What to produce:
Place the entries from the line with "Please trace the outline of every instance of the vertical" up to and including the line with "214 L 4 765" into a Markdown table with the columns Row and Text. Give each line its own numbered row, and skip any blank lines.

The records:

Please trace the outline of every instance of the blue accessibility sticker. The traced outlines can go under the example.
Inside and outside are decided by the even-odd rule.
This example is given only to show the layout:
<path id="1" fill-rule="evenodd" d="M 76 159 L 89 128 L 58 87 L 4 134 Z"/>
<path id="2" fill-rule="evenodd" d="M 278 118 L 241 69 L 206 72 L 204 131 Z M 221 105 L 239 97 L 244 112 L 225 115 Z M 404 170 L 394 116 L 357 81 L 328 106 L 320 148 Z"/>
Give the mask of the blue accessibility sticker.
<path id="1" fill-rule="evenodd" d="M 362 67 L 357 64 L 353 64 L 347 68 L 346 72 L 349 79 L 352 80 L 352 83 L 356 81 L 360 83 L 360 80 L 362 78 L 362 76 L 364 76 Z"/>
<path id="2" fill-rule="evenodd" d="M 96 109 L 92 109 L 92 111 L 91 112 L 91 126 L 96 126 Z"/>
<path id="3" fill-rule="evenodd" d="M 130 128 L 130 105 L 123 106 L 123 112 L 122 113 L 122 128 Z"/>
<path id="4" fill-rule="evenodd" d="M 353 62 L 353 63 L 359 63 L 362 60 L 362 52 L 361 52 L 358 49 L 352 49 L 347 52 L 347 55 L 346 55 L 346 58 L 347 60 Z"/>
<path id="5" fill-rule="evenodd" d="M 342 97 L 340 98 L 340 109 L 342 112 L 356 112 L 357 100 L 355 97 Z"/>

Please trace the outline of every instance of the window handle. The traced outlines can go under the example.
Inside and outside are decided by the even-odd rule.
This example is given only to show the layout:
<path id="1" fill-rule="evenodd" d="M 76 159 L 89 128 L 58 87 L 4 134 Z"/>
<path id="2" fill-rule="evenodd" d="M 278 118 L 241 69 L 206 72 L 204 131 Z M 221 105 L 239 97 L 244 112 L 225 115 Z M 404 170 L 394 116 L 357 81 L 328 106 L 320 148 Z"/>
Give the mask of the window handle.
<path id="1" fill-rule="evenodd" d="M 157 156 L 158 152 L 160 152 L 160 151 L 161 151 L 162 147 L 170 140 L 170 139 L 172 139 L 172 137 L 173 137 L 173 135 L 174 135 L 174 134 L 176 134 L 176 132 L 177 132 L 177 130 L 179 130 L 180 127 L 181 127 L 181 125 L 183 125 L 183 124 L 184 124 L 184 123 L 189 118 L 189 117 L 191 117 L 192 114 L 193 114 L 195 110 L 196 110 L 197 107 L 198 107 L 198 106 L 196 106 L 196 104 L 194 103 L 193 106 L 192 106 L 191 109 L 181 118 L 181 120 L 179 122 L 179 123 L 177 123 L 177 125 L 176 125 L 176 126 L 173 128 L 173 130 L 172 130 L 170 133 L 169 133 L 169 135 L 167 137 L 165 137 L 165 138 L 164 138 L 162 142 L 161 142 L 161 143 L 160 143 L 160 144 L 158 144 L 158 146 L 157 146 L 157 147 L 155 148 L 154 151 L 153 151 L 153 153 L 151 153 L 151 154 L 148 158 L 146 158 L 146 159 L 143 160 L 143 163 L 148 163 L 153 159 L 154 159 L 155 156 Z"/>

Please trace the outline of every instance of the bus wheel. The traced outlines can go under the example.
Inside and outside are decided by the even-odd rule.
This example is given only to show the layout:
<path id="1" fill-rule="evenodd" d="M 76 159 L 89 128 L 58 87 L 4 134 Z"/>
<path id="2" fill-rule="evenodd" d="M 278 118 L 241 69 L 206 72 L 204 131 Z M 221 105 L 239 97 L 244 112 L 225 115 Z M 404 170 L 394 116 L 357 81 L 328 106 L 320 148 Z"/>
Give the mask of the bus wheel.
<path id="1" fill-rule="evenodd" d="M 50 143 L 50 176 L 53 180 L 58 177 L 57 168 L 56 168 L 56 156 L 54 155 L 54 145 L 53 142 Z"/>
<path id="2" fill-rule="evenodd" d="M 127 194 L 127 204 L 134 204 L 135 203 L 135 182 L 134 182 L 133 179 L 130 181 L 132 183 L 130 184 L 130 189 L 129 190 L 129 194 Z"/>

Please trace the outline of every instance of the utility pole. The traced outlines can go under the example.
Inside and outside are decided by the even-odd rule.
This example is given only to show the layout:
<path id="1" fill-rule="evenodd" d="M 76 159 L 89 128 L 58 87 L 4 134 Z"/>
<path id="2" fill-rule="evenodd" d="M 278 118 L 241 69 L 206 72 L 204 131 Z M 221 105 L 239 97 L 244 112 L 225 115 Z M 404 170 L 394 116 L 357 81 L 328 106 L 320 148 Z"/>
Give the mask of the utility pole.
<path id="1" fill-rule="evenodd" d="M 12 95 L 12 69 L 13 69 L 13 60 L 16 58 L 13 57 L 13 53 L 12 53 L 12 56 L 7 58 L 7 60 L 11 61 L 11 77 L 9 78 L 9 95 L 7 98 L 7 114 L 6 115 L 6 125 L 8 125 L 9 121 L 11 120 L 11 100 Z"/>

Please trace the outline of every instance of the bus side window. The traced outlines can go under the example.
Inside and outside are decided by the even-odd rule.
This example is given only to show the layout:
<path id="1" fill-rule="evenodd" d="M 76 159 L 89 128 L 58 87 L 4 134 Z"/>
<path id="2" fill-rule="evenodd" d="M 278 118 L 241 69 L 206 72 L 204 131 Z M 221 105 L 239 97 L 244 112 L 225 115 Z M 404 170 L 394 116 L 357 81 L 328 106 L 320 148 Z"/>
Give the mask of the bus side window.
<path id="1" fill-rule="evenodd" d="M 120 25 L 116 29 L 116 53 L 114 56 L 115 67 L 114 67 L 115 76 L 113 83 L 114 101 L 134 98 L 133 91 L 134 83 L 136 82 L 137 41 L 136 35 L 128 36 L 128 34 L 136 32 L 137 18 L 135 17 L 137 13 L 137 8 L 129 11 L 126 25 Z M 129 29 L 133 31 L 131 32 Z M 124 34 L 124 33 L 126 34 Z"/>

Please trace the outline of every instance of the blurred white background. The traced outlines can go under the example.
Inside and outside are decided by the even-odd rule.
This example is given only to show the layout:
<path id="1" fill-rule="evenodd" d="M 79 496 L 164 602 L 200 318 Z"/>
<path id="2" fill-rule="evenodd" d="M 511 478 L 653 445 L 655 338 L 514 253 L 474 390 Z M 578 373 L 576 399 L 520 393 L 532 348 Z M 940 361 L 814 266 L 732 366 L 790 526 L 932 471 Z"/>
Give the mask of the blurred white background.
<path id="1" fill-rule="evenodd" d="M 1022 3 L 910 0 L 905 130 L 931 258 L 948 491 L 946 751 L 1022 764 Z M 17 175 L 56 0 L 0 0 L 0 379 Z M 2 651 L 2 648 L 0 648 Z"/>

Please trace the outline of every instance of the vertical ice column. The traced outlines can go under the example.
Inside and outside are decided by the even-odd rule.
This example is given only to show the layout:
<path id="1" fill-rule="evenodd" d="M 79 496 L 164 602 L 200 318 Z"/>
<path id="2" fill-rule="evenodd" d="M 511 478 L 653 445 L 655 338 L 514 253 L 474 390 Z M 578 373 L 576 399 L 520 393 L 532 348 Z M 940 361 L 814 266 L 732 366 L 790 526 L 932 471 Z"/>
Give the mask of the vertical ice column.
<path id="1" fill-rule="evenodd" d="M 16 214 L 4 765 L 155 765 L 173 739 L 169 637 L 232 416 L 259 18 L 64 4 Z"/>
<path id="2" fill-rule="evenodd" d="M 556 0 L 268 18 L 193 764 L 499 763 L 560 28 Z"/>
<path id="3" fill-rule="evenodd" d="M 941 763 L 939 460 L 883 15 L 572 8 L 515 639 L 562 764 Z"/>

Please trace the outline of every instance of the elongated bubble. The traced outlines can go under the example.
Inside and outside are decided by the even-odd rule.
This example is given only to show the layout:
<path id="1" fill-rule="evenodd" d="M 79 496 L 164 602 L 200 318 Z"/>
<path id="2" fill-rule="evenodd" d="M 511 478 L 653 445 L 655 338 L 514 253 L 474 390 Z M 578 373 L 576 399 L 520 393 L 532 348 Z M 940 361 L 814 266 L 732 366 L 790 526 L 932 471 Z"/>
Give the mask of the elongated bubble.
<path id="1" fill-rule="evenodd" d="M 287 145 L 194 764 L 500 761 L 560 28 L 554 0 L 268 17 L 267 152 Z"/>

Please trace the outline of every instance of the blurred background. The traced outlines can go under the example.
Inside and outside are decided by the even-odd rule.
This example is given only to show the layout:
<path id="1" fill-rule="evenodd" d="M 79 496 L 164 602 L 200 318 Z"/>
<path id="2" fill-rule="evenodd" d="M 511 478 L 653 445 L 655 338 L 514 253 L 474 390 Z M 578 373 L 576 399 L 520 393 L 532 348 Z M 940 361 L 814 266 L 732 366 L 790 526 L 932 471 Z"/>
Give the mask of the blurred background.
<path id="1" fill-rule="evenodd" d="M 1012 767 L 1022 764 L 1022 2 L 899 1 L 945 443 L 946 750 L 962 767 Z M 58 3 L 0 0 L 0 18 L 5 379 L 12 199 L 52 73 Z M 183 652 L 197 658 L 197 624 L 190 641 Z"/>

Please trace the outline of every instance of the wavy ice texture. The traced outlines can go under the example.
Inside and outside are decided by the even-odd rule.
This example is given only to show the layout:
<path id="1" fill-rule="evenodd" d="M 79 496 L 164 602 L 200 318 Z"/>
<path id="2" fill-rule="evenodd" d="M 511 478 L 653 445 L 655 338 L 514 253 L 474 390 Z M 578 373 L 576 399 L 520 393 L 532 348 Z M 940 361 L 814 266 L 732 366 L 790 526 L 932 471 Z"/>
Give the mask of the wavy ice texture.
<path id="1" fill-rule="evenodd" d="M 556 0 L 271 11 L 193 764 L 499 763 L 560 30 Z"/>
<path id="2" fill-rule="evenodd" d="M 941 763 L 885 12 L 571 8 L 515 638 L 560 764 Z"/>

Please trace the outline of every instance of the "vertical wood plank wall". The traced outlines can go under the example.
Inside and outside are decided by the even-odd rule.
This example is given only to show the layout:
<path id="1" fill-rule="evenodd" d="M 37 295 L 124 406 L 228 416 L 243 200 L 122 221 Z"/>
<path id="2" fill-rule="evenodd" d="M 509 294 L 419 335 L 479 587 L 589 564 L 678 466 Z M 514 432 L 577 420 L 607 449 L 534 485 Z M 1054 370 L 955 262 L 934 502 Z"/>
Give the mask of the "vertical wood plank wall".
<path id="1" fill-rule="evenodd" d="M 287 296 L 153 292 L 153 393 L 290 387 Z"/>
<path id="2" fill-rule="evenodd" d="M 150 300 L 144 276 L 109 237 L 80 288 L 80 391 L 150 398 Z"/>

Response:
| Row | Text |
|---|---|
| 1 | Please trace the outline of every instance of the vertical ice column. The traced outlines can go under the example. |
| 2 | Inside and outside are decided by the even-odd rule. |
| 3 | This example is given only to show the layout: |
| 4 | <path id="1" fill-rule="evenodd" d="M 79 496 L 164 602 L 200 318 Z"/> |
| 5 | <path id="2" fill-rule="evenodd" d="M 511 478 L 653 445 L 655 338 L 514 253 L 474 390 Z M 578 373 L 576 399 L 520 393 L 532 348 Z M 940 361 L 814 266 L 732 366 L 790 526 L 932 471 Z"/> |
| 6 | Give the mask of the vertical ice column. |
| 7 | <path id="1" fill-rule="evenodd" d="M 16 214 L 4 765 L 155 765 L 173 739 L 169 637 L 232 416 L 259 18 L 64 4 Z"/> |